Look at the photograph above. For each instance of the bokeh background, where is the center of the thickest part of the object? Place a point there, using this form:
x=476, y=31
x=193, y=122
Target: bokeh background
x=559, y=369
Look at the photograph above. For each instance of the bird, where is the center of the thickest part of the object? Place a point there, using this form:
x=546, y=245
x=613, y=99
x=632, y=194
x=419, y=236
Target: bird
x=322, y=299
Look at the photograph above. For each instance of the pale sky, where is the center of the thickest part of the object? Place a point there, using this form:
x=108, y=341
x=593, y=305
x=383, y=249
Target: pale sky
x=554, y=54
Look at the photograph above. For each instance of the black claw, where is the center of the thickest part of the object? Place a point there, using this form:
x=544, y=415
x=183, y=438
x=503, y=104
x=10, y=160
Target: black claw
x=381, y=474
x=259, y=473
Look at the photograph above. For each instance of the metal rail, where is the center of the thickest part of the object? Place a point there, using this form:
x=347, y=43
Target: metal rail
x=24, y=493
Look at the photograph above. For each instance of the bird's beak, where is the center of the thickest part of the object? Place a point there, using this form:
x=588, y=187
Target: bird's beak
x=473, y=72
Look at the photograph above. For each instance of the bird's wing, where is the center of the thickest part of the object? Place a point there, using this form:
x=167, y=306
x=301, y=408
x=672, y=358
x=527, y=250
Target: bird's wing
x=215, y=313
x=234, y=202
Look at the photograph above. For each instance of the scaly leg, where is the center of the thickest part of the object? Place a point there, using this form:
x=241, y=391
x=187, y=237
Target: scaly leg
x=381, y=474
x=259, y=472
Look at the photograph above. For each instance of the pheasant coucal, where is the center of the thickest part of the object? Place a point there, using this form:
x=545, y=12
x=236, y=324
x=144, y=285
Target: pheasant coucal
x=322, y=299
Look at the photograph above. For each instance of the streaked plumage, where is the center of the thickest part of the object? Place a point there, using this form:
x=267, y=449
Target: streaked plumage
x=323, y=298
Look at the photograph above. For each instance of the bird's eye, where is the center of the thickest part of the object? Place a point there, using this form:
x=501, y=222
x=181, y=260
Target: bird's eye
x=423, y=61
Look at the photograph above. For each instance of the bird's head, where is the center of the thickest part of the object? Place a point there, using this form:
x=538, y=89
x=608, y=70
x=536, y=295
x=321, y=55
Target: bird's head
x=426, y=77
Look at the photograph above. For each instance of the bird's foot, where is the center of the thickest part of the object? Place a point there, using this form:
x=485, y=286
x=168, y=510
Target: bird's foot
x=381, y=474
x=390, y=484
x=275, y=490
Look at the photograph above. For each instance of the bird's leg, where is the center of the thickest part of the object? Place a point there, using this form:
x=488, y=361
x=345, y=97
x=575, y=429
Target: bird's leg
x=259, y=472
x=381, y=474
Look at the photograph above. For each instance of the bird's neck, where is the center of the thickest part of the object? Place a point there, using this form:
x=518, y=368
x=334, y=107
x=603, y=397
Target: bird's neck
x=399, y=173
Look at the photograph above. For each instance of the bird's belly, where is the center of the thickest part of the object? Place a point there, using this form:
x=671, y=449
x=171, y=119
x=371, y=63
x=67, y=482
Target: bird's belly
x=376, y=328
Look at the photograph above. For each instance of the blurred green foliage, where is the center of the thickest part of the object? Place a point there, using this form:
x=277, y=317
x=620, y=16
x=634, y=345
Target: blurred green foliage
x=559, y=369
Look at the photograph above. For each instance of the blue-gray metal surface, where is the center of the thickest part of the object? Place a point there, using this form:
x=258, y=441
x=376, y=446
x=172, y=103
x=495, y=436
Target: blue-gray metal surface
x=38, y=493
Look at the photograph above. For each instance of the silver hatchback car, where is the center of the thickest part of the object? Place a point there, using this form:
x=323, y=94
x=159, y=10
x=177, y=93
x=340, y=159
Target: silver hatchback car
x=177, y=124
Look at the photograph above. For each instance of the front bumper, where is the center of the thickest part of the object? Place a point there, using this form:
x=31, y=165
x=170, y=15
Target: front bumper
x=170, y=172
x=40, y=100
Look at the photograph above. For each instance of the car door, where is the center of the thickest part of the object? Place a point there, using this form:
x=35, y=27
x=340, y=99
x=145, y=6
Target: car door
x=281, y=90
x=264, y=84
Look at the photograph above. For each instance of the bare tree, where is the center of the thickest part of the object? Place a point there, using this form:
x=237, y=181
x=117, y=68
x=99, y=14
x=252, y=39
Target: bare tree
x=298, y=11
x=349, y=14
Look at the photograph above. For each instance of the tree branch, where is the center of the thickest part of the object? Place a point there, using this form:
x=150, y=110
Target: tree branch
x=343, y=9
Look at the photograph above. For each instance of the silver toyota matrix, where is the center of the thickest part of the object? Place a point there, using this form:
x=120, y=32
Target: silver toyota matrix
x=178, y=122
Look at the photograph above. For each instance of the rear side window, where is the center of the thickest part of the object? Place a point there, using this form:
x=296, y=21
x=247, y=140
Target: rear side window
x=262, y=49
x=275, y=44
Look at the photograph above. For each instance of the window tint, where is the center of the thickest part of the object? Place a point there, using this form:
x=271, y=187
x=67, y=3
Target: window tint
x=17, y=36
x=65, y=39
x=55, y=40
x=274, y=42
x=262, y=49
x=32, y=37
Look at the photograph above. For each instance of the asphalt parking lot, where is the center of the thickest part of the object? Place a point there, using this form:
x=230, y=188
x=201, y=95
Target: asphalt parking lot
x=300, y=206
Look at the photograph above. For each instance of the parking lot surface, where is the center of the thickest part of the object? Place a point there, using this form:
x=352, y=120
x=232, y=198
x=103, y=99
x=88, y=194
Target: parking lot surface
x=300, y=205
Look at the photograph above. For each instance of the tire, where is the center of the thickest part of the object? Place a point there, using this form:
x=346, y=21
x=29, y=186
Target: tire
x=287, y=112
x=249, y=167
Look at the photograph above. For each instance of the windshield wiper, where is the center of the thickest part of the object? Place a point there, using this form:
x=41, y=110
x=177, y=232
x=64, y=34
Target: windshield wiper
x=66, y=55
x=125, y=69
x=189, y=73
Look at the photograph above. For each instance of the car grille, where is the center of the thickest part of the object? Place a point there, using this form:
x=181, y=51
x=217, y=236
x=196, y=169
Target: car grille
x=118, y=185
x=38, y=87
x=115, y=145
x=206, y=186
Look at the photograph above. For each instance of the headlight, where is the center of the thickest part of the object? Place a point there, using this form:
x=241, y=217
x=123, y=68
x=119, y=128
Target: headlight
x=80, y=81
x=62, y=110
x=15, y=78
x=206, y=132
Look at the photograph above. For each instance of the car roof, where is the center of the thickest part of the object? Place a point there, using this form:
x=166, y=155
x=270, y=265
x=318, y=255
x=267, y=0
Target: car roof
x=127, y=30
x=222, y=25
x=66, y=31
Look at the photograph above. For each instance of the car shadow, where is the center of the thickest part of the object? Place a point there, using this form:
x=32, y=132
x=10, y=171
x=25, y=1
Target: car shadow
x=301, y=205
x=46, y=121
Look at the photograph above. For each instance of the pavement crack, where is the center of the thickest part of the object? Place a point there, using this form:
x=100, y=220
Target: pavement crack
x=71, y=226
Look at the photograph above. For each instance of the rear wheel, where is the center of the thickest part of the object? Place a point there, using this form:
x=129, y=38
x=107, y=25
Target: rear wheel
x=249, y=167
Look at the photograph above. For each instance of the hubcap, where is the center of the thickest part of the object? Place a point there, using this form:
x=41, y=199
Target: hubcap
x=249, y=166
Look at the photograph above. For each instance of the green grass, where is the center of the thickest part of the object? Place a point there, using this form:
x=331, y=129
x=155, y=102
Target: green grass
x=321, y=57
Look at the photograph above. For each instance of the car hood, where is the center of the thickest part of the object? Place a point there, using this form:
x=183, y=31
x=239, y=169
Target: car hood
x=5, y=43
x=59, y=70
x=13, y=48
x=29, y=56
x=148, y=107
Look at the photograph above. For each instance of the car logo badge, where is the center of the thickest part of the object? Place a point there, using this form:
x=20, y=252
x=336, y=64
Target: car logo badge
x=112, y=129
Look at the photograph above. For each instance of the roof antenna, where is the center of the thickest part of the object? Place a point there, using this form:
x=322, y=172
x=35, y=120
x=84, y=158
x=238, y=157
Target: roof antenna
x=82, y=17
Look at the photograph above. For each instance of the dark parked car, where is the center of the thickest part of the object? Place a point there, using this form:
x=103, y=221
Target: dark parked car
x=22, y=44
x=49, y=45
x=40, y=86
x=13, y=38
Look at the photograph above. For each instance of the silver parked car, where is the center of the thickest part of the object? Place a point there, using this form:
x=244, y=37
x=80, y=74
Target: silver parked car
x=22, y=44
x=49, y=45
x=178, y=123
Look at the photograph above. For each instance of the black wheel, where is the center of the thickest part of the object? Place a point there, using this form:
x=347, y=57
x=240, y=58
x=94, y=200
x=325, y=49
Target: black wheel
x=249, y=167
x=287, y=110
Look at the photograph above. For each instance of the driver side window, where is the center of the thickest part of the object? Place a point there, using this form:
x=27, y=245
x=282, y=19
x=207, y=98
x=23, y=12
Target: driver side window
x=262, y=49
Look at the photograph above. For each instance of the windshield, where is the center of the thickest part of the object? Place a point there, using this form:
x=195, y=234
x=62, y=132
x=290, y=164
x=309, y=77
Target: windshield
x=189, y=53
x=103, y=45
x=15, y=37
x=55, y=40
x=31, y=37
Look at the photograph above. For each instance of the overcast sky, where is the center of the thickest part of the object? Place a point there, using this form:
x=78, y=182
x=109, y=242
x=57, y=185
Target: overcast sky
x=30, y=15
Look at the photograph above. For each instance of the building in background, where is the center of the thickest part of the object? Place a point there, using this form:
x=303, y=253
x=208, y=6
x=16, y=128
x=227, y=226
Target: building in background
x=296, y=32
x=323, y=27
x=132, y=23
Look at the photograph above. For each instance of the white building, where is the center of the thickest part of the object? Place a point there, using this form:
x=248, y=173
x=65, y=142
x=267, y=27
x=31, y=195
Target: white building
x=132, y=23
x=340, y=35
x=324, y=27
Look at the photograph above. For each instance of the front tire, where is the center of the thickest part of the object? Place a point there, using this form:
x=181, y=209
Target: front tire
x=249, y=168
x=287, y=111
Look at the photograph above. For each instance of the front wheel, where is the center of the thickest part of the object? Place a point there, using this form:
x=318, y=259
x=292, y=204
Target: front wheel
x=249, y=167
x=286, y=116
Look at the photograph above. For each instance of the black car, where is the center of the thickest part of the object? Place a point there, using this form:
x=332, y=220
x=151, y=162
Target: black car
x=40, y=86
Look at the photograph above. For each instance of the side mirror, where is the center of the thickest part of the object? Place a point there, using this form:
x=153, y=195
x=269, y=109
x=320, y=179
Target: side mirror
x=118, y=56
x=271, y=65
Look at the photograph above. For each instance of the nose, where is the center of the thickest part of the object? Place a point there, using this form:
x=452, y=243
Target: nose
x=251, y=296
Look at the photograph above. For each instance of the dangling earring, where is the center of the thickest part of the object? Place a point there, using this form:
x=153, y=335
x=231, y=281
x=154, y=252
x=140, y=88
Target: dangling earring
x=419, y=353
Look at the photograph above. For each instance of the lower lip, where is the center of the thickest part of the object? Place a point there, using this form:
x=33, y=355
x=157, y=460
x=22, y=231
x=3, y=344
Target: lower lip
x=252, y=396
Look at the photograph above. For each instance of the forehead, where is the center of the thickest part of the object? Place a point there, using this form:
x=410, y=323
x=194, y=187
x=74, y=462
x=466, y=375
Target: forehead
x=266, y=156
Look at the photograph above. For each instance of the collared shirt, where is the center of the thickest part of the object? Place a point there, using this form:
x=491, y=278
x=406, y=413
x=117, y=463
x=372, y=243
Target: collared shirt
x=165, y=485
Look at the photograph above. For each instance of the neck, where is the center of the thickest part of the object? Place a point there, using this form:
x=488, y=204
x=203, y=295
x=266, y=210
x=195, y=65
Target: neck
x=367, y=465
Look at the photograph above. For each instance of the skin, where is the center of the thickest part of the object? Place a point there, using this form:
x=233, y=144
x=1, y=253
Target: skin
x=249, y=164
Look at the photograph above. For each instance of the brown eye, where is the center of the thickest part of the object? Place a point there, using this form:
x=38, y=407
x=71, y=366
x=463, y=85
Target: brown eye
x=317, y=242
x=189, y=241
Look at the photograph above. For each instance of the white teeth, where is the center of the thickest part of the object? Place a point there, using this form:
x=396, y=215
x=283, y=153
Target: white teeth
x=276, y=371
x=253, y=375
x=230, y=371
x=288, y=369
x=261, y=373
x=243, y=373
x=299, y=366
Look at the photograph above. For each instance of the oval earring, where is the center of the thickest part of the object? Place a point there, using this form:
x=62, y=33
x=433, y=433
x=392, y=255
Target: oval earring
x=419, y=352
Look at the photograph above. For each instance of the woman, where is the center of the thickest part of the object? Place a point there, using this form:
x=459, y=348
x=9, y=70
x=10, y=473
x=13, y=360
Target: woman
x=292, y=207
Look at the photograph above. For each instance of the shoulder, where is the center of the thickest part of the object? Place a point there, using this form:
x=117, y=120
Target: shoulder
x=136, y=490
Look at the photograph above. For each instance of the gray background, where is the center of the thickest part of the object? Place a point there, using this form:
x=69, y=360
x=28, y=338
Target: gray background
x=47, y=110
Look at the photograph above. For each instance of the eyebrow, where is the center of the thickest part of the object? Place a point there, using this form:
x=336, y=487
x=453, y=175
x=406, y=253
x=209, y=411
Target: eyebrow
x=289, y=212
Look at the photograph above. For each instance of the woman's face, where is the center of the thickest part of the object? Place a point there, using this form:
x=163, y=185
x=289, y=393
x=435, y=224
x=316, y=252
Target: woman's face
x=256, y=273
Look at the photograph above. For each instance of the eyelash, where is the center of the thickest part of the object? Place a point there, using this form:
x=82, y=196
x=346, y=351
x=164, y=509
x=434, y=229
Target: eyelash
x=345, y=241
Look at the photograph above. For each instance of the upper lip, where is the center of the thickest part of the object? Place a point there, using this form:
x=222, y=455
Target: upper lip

------------------------------------------------------------

> TASK BRIEF: Copy out verbatim the part that opens with the line containing "the neck, where" and closes with the line containing "x=367, y=465". Include both of those lines.

> COMPLETE OUTPUT:
Look at the photograph above. For each instance of the neck, where is the center of the thickest part of the object? Place a point there, using this form:
x=488, y=204
x=203, y=295
x=266, y=210
x=195, y=65
Target: neck
x=367, y=465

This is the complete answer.